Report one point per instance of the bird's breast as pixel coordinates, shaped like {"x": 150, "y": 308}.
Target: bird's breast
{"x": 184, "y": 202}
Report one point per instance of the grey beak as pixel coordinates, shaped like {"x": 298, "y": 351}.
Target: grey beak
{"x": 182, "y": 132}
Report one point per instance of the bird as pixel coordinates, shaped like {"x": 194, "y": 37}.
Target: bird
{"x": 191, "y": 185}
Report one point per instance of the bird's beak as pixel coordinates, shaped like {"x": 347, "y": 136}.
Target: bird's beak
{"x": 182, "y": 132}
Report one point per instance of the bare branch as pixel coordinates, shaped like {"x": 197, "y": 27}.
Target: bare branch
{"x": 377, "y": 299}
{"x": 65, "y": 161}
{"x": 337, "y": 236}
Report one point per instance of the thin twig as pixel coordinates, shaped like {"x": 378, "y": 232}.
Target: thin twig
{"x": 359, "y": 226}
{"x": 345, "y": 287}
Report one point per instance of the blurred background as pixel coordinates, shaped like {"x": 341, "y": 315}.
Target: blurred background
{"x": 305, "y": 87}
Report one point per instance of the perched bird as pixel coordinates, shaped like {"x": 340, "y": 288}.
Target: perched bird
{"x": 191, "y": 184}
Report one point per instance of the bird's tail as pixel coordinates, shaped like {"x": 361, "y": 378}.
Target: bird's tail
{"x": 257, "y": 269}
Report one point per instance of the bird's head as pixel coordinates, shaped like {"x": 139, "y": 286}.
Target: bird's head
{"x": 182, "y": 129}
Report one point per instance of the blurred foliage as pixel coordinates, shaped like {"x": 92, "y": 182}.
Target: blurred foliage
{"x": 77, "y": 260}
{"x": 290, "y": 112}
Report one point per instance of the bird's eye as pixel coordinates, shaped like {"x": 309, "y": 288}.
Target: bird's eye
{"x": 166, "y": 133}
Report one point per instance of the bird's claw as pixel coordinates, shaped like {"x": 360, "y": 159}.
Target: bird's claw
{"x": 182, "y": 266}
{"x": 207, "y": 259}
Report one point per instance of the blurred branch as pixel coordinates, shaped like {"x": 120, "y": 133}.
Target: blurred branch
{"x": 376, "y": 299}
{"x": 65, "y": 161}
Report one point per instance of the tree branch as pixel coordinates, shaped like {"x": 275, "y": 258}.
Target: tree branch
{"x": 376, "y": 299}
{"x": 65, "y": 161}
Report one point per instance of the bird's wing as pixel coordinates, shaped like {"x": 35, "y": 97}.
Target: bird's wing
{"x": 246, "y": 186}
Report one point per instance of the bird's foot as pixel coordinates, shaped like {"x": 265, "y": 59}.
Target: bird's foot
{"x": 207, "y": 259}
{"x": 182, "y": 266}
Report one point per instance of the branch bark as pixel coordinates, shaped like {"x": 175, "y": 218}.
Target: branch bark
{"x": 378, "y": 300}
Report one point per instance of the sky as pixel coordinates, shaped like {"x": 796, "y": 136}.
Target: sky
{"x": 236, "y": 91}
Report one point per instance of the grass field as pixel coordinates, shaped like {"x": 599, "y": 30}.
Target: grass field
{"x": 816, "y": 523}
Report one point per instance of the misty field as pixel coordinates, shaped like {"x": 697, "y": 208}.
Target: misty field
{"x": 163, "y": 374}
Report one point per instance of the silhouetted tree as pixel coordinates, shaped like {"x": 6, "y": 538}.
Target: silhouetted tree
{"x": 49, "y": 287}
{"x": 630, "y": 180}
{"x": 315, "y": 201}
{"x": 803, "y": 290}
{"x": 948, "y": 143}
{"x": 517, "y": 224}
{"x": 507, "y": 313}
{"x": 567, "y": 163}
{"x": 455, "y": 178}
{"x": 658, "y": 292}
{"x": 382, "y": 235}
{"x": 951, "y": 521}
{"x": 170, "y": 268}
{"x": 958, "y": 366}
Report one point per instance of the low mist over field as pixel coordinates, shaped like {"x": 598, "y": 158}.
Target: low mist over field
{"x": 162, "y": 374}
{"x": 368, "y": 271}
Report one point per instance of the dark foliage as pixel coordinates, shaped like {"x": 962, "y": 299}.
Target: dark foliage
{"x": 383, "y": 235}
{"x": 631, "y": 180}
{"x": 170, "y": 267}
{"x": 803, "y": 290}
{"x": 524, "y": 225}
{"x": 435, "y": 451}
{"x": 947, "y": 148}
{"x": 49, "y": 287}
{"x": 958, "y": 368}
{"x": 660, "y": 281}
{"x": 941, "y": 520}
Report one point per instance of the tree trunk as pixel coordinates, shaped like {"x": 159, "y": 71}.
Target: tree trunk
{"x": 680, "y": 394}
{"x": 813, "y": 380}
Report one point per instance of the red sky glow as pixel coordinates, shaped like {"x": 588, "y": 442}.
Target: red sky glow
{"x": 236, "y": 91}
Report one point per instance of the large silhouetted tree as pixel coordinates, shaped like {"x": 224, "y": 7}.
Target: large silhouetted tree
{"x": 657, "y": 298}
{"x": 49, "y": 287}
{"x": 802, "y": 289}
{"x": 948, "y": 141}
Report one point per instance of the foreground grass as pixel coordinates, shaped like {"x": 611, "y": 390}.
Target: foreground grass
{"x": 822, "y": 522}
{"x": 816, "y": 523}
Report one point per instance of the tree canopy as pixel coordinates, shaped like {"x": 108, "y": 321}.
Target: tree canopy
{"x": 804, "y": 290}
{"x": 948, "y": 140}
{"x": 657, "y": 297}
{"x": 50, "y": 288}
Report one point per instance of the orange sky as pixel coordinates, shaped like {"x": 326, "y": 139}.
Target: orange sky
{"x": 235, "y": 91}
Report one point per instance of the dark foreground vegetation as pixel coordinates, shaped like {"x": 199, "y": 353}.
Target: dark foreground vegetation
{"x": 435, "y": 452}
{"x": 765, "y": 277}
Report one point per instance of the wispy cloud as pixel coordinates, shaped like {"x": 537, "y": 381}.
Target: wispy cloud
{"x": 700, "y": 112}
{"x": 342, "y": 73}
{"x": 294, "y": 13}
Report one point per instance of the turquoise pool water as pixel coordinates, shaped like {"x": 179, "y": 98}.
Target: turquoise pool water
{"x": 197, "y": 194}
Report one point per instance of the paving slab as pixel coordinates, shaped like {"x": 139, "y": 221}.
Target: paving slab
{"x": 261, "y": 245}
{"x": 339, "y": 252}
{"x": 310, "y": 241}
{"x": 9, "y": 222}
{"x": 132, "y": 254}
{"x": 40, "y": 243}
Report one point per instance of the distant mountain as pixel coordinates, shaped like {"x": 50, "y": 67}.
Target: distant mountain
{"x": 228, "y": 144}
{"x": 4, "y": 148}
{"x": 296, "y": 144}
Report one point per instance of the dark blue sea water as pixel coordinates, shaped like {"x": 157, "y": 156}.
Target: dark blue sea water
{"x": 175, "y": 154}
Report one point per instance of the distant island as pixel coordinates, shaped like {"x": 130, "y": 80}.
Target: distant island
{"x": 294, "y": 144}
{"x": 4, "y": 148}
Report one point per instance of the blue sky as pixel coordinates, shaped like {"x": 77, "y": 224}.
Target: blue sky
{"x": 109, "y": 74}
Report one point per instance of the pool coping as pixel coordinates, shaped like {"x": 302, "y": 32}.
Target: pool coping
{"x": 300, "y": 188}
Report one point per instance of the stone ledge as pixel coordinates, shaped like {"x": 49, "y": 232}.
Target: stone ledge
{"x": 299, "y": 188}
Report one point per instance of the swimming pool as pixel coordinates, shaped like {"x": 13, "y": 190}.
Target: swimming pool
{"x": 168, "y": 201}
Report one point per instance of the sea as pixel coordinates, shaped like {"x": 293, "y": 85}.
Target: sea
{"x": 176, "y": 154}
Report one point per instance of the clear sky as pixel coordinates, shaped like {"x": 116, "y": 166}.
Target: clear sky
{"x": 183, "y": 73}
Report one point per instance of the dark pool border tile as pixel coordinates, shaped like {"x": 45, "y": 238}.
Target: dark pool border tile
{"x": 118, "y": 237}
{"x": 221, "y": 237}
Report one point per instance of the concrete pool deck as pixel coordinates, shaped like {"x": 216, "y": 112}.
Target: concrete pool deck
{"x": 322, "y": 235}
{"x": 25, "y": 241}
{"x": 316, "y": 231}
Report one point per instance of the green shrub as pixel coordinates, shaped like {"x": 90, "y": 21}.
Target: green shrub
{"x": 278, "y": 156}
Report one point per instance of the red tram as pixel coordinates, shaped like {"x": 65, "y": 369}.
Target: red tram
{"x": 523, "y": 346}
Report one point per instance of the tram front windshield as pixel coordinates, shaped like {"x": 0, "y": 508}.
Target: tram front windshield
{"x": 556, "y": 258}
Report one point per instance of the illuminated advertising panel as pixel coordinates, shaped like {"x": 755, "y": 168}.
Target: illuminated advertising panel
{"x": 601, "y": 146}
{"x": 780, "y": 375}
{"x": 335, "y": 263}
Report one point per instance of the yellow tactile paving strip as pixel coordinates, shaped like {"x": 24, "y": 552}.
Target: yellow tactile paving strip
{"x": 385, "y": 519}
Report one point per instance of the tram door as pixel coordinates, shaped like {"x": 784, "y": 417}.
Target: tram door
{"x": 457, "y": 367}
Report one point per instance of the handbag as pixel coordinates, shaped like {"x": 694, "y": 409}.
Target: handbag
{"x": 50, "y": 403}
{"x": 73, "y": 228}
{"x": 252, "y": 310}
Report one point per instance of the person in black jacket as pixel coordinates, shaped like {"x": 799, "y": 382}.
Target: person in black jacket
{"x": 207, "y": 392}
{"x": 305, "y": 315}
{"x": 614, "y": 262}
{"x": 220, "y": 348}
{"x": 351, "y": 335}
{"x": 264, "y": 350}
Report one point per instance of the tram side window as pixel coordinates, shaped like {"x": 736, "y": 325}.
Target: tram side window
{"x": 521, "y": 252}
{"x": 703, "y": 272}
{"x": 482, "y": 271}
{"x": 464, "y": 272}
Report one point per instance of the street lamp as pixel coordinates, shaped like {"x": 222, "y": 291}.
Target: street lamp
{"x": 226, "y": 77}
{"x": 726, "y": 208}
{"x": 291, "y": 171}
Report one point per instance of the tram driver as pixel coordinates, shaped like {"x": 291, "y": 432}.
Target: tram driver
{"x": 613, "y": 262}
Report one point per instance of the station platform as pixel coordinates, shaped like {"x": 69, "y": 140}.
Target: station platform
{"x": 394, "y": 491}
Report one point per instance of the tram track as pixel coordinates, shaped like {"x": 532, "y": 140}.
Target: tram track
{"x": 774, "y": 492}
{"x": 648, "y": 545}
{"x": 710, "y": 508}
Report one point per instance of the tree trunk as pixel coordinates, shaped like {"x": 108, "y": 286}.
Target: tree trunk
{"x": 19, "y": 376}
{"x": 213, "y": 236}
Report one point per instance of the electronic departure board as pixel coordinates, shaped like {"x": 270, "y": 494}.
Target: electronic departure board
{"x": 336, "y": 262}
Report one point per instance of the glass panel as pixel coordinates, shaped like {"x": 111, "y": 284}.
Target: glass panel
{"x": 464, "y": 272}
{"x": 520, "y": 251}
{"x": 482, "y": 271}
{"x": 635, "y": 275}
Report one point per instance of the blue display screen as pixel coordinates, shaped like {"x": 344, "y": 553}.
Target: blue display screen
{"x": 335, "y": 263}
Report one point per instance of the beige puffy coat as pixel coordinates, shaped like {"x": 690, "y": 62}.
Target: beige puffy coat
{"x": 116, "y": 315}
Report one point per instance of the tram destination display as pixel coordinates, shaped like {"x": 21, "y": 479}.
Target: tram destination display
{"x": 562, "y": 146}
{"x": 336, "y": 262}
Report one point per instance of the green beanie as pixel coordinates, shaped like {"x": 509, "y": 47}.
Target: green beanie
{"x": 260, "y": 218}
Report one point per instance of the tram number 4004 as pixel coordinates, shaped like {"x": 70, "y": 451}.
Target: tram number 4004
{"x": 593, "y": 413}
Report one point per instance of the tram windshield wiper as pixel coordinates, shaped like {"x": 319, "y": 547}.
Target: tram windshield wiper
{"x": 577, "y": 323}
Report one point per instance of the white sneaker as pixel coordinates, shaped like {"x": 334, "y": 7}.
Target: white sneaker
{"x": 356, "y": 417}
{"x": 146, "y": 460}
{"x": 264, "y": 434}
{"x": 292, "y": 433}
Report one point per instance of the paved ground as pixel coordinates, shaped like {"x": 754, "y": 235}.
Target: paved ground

■ About this exercise ■
Look back at the entries above. Retype the line with "Report one point per instance of the blurred foliage", the line with "Report one point per instance of the sky", and all lines in between.

■ Your response ■
Report one point per instance of the blurred foliage as pixel coordinates, shaped like {"x": 92, "y": 182}.
Target: blurred foliage
{"x": 77, "y": 260}
{"x": 290, "y": 112}
Report one point per instance of the bird's eye as pixel coordinates, shaped like {"x": 309, "y": 288}.
Target: bird's eye
{"x": 166, "y": 133}
Report one point per instance of the bird's claw as pixel coordinates, shaped like {"x": 360, "y": 159}.
Target: bird's claw
{"x": 182, "y": 266}
{"x": 207, "y": 259}
Report one point per instance of the blurred branch as pixel coordinates, shaped like {"x": 120, "y": 133}.
Target: blurred branch
{"x": 376, "y": 299}
{"x": 65, "y": 161}
Report one point per instance of the tree branch as pixel coordinates, shaped like {"x": 275, "y": 258}.
Target: tree branch
{"x": 376, "y": 299}
{"x": 65, "y": 161}
Report one point per instance of the bird's wing as pixel coordinates, shaped like {"x": 35, "y": 97}.
Target: bird's wing
{"x": 246, "y": 186}
Report one point per instance of the bird's foot as pixel coordinates, shaped like {"x": 265, "y": 59}.
Target: bird's foot
{"x": 207, "y": 259}
{"x": 182, "y": 266}
Report one point per instance of the branch bark as pixel coordinates, shaped like {"x": 175, "y": 218}.
Target: branch bark
{"x": 378, "y": 300}
Report one point per instance of the sky as pixel coordinates, shaped like {"x": 796, "y": 136}.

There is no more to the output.